──────── QUOTED PASSAGE ────────

W(h)ither China in Africa?
Kilamba Kiaxi in Luanda, Angola
China’s relations with Africa are in a period of flux. This is driven by the dramatic scaling back of lending under the Belt and Road Initiative (BRI) in recent years, the impacts of the COVID-19 pandemic and the consequent greater importance of Chinese soft power projection on the continent. What will future China-Africa relations look like post-COVID and how will the legacy and impacts of previous rounds of engagement affect them?
The BRI, announced in 2013, is Xi Jingping’s signature foreign policy initiative and was touted by him as the “project of the century”. It is a major programme of infrastructure construction, amongst other elements, around the world. It was driven by the twin and related desires or imperatives to create new markets and vent surplus Chinese capacity overseas thereby contributing to the country’s continued ascent in the international system. As such it conforms to what geography David Harvey refers to as a “spatial fix” where the contradiction between the highly developed forces of production in China and its still relatively low wages, resulting in lack of adequate markets, are reconciled through displacement to other territories. Harvey notes that spatial fixes are always unstable, however the BRI appeared to reach an early apogee in 2016 after which loan funding for ports, railroads and other projects around the world essentially collapsed. ‘Lending by the China Development Bank and Export-Import Bank of China collapsed from a peak of $75bn in 2016 to just $4bn last year’ (Wheatley and Kynge 2020). What explains this dramatic contraction?
The BRI is an inherently contradictory meta-project partly because it is both geoeconomic and geopolitical. China sought to use it to both alleviate domestic economic problems and embed allies around the world, thereby ensuring its continued ascent in the international system and re-orienting the global system to the East. However the geopolitical impetus meant that investment and loan appraisals were often loose, often resulting in under-performing projects, as has often been the case in China itself. This has sometimes been referred to as a form of “debt trap diplomacy”, however this is to misunderstand the dynamics at play.

──────── RECORDS PROVIDED ────────

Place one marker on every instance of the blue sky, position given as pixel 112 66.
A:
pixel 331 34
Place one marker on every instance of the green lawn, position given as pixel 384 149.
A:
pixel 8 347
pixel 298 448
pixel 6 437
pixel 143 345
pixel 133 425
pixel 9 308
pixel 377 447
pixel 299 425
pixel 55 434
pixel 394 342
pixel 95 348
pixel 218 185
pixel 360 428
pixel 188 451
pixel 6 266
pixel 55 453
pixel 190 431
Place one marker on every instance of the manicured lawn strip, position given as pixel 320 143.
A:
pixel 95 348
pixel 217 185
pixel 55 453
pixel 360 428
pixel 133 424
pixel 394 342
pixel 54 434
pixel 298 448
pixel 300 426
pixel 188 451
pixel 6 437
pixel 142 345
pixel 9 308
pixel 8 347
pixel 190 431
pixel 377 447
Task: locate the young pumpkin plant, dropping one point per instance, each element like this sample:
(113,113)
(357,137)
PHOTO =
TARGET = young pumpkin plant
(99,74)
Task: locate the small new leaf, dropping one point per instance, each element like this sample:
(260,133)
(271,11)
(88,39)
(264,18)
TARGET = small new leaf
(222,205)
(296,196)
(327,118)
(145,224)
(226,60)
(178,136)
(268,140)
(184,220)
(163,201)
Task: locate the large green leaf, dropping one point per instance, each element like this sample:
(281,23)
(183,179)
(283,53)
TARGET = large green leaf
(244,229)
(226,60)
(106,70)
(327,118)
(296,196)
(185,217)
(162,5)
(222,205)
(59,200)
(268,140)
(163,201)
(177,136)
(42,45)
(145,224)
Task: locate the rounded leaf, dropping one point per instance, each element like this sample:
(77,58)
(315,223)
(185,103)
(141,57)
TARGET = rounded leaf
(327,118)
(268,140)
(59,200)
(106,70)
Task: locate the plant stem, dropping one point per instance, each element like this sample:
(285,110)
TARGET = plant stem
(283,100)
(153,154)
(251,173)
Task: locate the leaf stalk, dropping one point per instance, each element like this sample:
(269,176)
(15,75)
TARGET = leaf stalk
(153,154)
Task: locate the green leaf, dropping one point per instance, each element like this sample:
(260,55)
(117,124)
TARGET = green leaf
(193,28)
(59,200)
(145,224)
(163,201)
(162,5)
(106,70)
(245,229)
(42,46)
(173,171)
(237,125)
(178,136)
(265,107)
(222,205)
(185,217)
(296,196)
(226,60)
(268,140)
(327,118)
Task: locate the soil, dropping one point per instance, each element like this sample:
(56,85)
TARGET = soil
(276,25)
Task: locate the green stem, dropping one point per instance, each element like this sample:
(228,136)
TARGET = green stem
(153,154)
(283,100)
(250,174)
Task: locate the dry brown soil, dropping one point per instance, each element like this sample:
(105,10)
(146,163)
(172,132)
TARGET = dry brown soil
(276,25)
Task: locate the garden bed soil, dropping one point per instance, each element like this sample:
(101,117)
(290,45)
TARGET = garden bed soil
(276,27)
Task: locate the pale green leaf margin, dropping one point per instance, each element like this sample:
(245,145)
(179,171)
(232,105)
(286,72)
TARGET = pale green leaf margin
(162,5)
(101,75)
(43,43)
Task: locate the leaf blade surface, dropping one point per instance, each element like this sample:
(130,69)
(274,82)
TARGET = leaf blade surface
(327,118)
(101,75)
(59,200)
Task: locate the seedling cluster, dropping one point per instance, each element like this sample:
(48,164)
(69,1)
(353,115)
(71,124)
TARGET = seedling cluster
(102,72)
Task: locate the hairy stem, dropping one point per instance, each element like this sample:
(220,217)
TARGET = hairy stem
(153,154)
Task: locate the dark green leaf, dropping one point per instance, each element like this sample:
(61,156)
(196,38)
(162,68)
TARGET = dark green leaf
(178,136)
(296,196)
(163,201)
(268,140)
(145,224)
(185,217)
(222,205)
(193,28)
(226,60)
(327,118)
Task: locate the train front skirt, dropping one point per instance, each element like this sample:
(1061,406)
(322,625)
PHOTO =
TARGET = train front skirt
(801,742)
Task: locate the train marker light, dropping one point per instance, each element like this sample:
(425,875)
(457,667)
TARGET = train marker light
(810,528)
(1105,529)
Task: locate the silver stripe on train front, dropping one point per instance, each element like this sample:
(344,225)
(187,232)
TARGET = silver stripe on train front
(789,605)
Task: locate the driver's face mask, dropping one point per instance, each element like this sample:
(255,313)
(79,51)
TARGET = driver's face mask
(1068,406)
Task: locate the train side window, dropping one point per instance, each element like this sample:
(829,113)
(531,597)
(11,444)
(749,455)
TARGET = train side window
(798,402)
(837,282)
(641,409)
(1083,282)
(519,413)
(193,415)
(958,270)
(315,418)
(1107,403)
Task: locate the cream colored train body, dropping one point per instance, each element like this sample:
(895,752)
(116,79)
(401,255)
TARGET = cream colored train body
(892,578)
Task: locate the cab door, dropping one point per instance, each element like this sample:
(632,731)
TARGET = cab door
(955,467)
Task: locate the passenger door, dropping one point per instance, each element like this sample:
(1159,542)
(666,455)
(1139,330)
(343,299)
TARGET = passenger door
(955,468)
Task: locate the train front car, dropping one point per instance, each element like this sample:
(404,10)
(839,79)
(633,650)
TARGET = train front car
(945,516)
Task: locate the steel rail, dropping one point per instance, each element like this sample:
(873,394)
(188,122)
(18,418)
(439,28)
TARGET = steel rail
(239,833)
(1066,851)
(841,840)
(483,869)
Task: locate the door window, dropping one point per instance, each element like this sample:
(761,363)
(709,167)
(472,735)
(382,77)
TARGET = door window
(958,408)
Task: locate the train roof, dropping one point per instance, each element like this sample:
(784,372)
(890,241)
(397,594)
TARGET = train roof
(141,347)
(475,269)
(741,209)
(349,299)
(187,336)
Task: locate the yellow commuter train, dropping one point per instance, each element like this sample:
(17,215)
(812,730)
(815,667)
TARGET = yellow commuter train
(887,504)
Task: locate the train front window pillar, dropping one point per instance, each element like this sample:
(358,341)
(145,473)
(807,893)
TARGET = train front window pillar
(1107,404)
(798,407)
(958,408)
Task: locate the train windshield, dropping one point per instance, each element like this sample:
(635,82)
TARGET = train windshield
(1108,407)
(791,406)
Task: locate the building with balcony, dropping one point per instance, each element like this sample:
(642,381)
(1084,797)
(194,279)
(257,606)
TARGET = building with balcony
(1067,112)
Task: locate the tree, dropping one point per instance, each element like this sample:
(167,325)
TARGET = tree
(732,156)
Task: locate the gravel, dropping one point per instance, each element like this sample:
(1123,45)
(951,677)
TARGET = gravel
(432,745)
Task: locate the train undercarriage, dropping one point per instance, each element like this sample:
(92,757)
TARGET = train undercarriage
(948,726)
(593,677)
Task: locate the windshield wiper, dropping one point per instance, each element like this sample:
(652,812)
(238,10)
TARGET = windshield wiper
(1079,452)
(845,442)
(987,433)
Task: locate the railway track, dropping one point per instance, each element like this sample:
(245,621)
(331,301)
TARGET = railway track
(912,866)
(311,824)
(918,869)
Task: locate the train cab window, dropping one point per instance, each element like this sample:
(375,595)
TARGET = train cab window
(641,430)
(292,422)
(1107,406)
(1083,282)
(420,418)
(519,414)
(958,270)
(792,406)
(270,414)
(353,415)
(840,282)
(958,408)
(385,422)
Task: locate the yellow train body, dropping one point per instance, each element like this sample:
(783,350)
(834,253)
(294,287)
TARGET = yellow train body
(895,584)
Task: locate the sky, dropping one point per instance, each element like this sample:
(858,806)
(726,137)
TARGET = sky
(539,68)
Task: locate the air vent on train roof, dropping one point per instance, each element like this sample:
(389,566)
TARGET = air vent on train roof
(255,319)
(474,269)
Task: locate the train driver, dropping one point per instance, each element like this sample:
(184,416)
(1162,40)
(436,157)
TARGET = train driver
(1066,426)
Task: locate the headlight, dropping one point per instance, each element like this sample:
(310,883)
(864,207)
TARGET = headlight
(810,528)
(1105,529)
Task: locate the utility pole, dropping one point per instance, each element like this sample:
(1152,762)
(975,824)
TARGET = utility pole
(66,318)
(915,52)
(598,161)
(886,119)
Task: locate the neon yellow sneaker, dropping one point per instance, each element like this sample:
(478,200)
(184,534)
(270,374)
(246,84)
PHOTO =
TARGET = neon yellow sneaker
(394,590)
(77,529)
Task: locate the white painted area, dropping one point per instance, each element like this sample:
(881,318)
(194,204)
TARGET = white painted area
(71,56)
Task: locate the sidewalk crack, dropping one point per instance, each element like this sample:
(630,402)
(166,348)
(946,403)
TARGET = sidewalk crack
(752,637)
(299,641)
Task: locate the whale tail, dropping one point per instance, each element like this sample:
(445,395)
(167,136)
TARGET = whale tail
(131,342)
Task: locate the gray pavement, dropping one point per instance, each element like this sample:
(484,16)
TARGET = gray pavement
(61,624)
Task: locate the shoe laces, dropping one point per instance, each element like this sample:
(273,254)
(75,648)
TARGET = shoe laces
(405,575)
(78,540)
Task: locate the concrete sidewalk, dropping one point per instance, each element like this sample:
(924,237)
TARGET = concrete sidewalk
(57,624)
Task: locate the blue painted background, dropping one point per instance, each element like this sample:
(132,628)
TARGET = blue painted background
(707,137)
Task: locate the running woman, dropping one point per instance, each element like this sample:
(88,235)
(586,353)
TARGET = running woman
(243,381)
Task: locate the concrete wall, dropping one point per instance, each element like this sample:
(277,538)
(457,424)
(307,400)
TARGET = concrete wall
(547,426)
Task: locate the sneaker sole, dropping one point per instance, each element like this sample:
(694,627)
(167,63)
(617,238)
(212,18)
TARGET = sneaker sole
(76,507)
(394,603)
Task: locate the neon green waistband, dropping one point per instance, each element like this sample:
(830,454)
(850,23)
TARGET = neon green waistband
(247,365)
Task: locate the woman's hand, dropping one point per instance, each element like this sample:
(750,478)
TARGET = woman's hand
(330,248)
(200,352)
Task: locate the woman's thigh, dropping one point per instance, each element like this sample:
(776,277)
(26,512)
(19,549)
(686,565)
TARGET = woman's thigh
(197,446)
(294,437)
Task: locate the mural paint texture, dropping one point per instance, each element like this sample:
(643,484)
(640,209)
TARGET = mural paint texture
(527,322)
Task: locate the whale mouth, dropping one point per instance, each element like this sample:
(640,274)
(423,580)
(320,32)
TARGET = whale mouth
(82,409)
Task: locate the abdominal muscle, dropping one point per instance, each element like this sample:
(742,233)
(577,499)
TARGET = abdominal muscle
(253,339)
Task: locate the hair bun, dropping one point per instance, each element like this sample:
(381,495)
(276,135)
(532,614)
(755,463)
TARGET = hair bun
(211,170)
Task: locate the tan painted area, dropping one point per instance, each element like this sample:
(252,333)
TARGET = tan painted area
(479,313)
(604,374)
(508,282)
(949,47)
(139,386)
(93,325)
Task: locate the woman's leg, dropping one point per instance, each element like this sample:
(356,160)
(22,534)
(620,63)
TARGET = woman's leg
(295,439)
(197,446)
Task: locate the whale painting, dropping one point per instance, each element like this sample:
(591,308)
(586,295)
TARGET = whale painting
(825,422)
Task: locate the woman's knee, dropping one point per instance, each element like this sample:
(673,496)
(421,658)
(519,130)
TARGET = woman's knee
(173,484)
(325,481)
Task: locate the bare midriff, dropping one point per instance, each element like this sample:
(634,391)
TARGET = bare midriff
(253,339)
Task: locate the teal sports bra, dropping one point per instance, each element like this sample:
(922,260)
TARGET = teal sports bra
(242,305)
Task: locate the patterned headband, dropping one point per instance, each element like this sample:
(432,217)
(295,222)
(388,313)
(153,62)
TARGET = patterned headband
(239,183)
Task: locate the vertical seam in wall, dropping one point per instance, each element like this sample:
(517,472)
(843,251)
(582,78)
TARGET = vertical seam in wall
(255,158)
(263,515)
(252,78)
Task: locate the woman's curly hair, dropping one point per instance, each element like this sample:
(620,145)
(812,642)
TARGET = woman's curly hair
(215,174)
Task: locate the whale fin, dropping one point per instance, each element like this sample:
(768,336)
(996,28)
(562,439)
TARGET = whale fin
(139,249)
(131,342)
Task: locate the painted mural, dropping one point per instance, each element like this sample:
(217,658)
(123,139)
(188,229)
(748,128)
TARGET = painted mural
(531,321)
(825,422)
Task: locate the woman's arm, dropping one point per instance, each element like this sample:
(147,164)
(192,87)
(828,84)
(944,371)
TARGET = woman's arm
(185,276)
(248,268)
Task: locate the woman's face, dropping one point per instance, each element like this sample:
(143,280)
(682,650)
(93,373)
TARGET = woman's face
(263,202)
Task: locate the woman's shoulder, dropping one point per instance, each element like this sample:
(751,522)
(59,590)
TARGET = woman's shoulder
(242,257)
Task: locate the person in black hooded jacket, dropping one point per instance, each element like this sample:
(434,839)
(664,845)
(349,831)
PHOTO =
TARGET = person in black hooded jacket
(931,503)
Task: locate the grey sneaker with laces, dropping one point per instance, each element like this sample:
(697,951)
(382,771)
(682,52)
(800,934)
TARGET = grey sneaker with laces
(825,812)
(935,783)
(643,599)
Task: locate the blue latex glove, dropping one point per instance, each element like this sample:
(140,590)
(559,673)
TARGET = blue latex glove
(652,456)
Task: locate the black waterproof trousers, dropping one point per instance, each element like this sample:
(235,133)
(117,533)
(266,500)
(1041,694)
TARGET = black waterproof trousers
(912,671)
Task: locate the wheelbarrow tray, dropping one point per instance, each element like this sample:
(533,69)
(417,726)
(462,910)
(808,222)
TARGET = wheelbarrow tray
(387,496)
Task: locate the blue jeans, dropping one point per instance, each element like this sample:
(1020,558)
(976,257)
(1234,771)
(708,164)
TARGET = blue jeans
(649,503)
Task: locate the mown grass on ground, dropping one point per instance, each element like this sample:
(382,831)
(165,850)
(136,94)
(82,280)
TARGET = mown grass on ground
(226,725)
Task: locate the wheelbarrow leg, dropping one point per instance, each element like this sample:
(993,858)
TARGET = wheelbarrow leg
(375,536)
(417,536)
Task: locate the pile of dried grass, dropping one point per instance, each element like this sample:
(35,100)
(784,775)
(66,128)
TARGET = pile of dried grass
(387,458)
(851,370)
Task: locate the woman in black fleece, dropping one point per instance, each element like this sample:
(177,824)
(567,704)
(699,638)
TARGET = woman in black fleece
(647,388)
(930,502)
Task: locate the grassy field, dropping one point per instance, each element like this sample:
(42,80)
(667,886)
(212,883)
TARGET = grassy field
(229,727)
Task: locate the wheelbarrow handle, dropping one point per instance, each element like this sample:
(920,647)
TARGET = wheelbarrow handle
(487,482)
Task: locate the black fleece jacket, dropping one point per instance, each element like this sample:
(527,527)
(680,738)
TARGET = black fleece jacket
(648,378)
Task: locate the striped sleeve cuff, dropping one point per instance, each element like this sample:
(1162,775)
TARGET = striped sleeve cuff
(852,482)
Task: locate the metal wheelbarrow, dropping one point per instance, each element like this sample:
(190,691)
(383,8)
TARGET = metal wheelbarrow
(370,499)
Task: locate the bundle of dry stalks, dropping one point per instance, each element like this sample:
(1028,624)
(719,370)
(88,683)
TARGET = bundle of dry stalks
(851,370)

────────

_REQUIRED WORK_
Duplicate the stretch of the China-Africa article from "W(h)ither China in" through "engagement affect them?" word for word.

_WRITTEN ANSWER_
W(h)ither China in Africa?
Kilamba Kiaxi in Luanda, Angola
China’s relations with Africa are in a period of flux. This is driven by the dramatic scaling back of lending under the Belt and Road Initiative (BRI) in recent years, the impacts of the COVID-19 pandemic and the consequent greater importance of Chinese soft power projection on the continent. What will future China-Africa relations look like post-COVID and how will the legacy and impacts of previous rounds of engagement affect them?